Return each line of the data that follows exactly as it reads.

*** Opening Given records ***

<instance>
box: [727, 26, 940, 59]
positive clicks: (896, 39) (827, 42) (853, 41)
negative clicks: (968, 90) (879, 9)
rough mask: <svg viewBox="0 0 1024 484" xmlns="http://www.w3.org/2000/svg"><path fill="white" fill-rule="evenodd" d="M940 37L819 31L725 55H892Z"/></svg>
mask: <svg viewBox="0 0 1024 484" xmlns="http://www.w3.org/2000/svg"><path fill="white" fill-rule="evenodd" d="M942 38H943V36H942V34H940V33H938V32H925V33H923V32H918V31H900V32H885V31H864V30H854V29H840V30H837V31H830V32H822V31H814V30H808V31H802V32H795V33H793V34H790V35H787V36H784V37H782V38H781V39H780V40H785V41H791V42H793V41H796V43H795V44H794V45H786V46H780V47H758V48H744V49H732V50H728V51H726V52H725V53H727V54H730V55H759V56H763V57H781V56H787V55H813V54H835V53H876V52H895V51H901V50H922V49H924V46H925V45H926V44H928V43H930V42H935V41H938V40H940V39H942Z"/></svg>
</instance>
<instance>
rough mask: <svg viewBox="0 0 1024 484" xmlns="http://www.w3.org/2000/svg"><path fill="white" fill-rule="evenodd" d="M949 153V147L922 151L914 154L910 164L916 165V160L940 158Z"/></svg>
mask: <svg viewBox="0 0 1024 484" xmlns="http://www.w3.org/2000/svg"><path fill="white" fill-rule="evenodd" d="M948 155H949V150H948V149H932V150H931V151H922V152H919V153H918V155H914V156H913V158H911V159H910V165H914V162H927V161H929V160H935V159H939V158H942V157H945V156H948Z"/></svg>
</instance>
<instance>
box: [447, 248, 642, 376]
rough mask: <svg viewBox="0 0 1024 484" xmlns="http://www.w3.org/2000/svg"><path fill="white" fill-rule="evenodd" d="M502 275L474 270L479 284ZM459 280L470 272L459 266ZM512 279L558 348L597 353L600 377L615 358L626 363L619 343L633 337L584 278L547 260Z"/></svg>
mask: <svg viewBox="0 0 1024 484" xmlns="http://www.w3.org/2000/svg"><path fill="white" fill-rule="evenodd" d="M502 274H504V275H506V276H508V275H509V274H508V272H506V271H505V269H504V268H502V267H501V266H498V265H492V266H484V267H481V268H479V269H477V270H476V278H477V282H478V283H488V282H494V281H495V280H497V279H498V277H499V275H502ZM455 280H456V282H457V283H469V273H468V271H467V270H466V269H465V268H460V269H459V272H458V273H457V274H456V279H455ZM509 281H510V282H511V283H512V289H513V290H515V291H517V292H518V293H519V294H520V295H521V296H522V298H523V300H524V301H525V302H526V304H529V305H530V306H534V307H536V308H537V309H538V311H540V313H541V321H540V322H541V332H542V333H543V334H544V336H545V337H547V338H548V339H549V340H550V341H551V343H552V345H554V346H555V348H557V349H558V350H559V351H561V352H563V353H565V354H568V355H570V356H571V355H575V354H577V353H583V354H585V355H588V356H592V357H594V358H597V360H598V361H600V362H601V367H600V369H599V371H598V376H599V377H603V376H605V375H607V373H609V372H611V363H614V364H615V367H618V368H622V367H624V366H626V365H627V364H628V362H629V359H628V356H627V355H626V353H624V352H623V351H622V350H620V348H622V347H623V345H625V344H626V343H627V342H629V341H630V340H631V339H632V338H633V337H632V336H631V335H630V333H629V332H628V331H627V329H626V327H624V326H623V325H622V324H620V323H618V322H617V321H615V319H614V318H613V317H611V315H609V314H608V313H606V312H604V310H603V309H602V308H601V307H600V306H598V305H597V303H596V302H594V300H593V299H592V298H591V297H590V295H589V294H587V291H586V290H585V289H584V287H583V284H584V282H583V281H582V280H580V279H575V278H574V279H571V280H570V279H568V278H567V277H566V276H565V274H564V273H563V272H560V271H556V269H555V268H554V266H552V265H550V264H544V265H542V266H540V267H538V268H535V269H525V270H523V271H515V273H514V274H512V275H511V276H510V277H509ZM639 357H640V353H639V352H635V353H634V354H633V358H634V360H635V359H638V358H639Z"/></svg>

*** Closing Given records ***

## [Response]
<instance>
box: [727, 26, 940, 59]
positive clicks: (896, 39) (827, 42) (853, 41)
negative clicks: (968, 90) (879, 9)
rough mask: <svg viewBox="0 0 1024 484" xmlns="http://www.w3.org/2000/svg"><path fill="white" fill-rule="evenodd" d="M940 37L819 31L725 55H892Z"/></svg>
mask: <svg viewBox="0 0 1024 484" xmlns="http://www.w3.org/2000/svg"><path fill="white" fill-rule="evenodd" d="M942 38H943V36H942V34H940V33H938V32H925V33H923V32H918V31H900V32H885V31H864V30H854V29H840V30H837V31H830V32H822V31H814V30H808V31H802V32H795V33H793V34H790V35H787V36H784V37H782V38H781V39H780V40H785V41H791V42H793V41H796V43H795V44H794V45H786V46H780V47H758V48H744V49H732V50H728V51H726V52H725V53H727V54H730V55H759V56H763V57H781V56H787V55H813V54H835V53H876V52H895V51H901V50H922V49H924V46H925V45H926V44H928V43H930V42H935V41H938V40H940V39H942Z"/></svg>
</instance>
<instance>
rough mask: <svg viewBox="0 0 1024 484" xmlns="http://www.w3.org/2000/svg"><path fill="white" fill-rule="evenodd" d="M949 153V147L922 151L914 154L910 164L916 165V160L940 158Z"/></svg>
mask: <svg viewBox="0 0 1024 484" xmlns="http://www.w3.org/2000/svg"><path fill="white" fill-rule="evenodd" d="M948 155H949V150H948V149H932V150H931V151H922V152H919V153H918V155H914V156H913V158H911V159H910V165H914V162H927V161H929V160H935V159H939V158H942V157H945V156H948Z"/></svg>
</instance>
<instance>
box: [447, 248, 642, 376]
rough mask: <svg viewBox="0 0 1024 484" xmlns="http://www.w3.org/2000/svg"><path fill="white" fill-rule="evenodd" d="M502 275L474 270L479 284ZM459 280L470 272L459 266ZM512 279L558 348L597 353L600 377L615 358L626 363L619 343L633 337L584 278L547 260Z"/></svg>
mask: <svg viewBox="0 0 1024 484" xmlns="http://www.w3.org/2000/svg"><path fill="white" fill-rule="evenodd" d="M502 274H504V275H506V276H508V275H509V274H508V272H506V271H505V269H504V268H502V267H501V266H498V265H492V266H484V267H481V268H479V269H477V270H476V278H477V282H478V283H488V282H494V281H495V280H497V279H498V277H499V275H502ZM455 280H456V282H457V283H469V273H468V271H467V270H466V269H465V268H460V269H459V272H458V273H457V274H456V279H455ZM509 281H510V282H511V283H512V289H513V290H515V291H517V292H518V293H519V294H520V295H521V296H522V298H523V300H524V301H525V302H526V304H529V305H530V306H534V307H536V308H537V309H538V311H540V313H541V321H540V322H541V332H542V333H543V334H544V336H545V337H547V338H548V339H549V340H550V341H551V343H552V345H554V346H555V348H557V349H558V350H559V351H561V352H563V353H565V354H568V355H570V356H571V355H575V354H577V353H583V354H585V355H588V356H592V357H594V358H597V360H598V361H600V362H601V367H600V369H599V371H598V376H599V377H603V376H605V375H607V373H609V372H611V363H614V364H615V367H618V368H622V367H624V366H626V365H627V364H628V362H629V359H628V356H627V355H626V353H624V352H623V351H622V350H620V348H622V347H623V345H625V344H626V343H627V342H629V341H630V340H631V339H632V338H633V337H632V336H631V335H630V333H629V332H628V331H627V329H626V327H624V326H623V325H622V324H620V323H618V322H617V321H615V319H614V318H613V317H611V315H609V314H608V313H606V312H604V310H603V309H602V308H601V307H600V306H598V305H597V303H596V302H594V300H593V299H592V298H591V297H590V295H589V294H587V291H586V290H585V289H584V287H583V284H584V282H583V281H582V280H580V279H575V278H574V279H571V280H570V279H568V278H567V277H566V276H565V274H564V273H563V272H560V271H556V269H555V268H554V266H552V265H550V264H544V265H542V266H540V267H538V268H535V269H525V270H523V271H515V273H514V274H512V275H511V276H510V277H509ZM639 357H640V353H639V352H635V353H634V354H633V358H634V360H635V359H638V358H639Z"/></svg>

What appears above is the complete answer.